-- Stated exercise 1 --
In the water delivery pipe description, what does the switch valve 2042 prevent?

───── Quoted passage ─────

The two pipes 2028, 2030 that extend from the three-way ball valve 2060 are the boring water delivery pipe 2028 and the cutting water delivery pipe 2030. They extend parallel to each other for a distance. After such a distance, at a union 2040, the two delivery pipes 2028, 2030 integrate to form an integrated boring and cutting water delivery pipe 2032. This integrated boring and cutting water delivery pipe 2032 appear as a “pipe within a pipe.” Specifically, the boring water delivery pipe 2028 becomes an inner pipe 2034, while the cutting water delivery pipe 2030 concentrically encompasses the boring water delivery pipe 2028 on the outside becoming an outer pipe 2036. The two pipes (2034, 2036) do not fluidly communicate with each other, but rather, enable the pressurized water to flow into either of the two pipes (2034, 2036), yet flow in the same overall device, which is the integrated boring and cutting water delivery pipe 2032. At a second end of the integrated boring and cutting water delivery pipe 2032, the integrated boring and cutting water delivery pipe 2032 attaches to a boring and cutting device 2052.

Where the second pipe 2024 divides, a switch valve 2042 exists that is comprised of an external switch 2044. The switch valve 2042 prevents the pressurized water from flowing into both pipes (2028, 2030) simultaneously. The switch valve 2042, through activation of the external switch 44, enables fluid to flow into either the boring water delivery pipe 2028 or the cutting water delivery pipe 2030, but not into both at the same time. A symbol 2046 appears that manifests externally to the operator which pipe 2028 or 2030 the pressurized water is in.

───── Data provided ─────

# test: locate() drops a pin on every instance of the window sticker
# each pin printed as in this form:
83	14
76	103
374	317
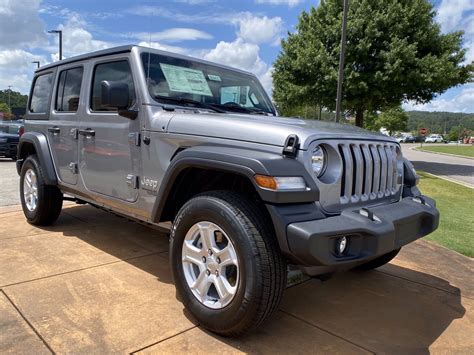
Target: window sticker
214	77
185	80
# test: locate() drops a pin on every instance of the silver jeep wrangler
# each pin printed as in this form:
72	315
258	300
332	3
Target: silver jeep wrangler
158	137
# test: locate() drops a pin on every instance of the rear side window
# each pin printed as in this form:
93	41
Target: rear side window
41	91
69	90
113	71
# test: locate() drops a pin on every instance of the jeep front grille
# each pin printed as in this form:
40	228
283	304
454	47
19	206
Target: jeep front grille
369	171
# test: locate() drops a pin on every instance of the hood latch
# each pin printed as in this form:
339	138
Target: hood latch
291	146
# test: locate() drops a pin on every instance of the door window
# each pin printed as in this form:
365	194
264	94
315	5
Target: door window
41	91
69	89
114	71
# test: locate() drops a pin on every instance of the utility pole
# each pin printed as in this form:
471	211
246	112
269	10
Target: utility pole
9	93
60	33
341	60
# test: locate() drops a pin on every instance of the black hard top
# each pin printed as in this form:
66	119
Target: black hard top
101	53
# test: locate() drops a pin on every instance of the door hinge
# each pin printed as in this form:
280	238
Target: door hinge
73	167
74	133
134	138
132	181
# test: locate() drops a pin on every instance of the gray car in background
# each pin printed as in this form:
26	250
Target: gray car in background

─────

-- Stated exercise 2 --
In the records, rewrite the stretch from the line containing "the jeep front grille" through the end of the records, changing every "pin" to "marker" and leaving everything else as it is. Return only that stretch.

-- Complete output 1 --
It prevents the pressurized water from flowing into both pipes (2028, 2030) simultaneously.

-- Complete output 2 --
# test: locate() drops a marker on every instance of the jeep front grille
# each marker printed as in this form:
40	228
283	304
454	47
19	206
Target: jeep front grille
369	171
# test: locate() drops a marker on every instance of the hood latch
# each marker printed as in this form:
339	138
Target: hood latch
291	146
# test: locate() drops a marker on every instance of the door window
# each marker printed as in this form:
365	194
264	94
315	5
Target: door window
41	91
69	89
114	71
# test: locate() drops a marker on every instance of the utility pole
# each marker printed as in this form:
471	211
246	112
269	10
Target: utility pole
9	93
60	33
341	60
# test: locate() drops a marker on every instance of the black hard top
# each marker printed as in this form:
66	119
Target: black hard top
101	53
# test: locate() drops a marker on every instance of the door hinge
# each marker printed as in this form:
280	238
Target: door hinge
73	167
74	133
134	138
132	181
# test: locate() drops a marker on every instance of the gray car in background
# each marker printed as in this form:
26	250
Target: gray car in background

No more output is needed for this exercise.